*** Block opens ***
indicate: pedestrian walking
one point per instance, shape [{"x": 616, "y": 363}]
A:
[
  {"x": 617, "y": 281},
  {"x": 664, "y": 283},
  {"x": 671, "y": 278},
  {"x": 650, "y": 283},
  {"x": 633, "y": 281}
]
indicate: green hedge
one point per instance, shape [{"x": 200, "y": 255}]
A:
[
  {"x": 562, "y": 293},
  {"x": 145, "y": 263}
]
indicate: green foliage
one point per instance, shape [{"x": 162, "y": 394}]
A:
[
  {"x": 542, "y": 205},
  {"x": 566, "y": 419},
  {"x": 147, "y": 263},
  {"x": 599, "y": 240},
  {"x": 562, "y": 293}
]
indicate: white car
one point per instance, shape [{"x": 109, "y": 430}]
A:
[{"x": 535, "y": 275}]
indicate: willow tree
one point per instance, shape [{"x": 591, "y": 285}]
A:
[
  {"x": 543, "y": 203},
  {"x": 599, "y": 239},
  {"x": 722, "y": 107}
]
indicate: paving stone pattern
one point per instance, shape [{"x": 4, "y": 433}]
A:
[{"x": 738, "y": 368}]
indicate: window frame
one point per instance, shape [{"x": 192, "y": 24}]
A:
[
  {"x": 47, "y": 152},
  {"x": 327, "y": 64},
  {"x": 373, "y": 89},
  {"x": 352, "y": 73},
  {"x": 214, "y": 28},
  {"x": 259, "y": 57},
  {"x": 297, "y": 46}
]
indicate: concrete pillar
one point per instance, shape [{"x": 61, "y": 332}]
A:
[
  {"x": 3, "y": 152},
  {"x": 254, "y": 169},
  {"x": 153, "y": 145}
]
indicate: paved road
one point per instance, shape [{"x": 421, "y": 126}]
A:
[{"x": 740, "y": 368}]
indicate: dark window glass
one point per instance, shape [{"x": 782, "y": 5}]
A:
*** Block closes ***
Exercise: Would you retype the records above without changing a word?

Solution for this exercise:
indicate: pedestrian walking
one point per instance, shape [{"x": 616, "y": 363}]
A:
[
  {"x": 617, "y": 281},
  {"x": 664, "y": 283},
  {"x": 671, "y": 278},
  {"x": 650, "y": 283},
  {"x": 633, "y": 281}
]
indicate: green hedge
one point per instance, shape [{"x": 200, "y": 255}]
A:
[
  {"x": 562, "y": 293},
  {"x": 145, "y": 263}
]
indicate: green foliage
one point per instance, shape [{"x": 162, "y": 394}]
A:
[
  {"x": 542, "y": 205},
  {"x": 566, "y": 419},
  {"x": 147, "y": 263},
  {"x": 599, "y": 240},
  {"x": 562, "y": 293}
]
indicate: white car
one point per instance, shape [{"x": 109, "y": 430}]
A:
[{"x": 535, "y": 275}]
indicate: willow tree
one point per instance, shape [{"x": 591, "y": 285}]
A:
[
  {"x": 543, "y": 203},
  {"x": 599, "y": 239},
  {"x": 722, "y": 107}
]
indicate: paving stone pattern
one point per instance, shape [{"x": 4, "y": 433}]
A:
[{"x": 738, "y": 368}]
indicate: window frame
one point per instance, shape [{"x": 192, "y": 24}]
A:
[
  {"x": 47, "y": 152},
  {"x": 327, "y": 64},
  {"x": 373, "y": 89},
  {"x": 352, "y": 73},
  {"x": 214, "y": 28},
  {"x": 259, "y": 57},
  {"x": 297, "y": 46}
]
indicate: concrete pillar
one point per instance, shape [{"x": 61, "y": 332}]
A:
[
  {"x": 3, "y": 152},
  {"x": 254, "y": 169},
  {"x": 153, "y": 145}
]
indicate: paved road
one point per instance, shape [{"x": 421, "y": 126}]
A:
[{"x": 740, "y": 368}]
indicate: dark window glass
one point per instance, shape [{"x": 782, "y": 5}]
A:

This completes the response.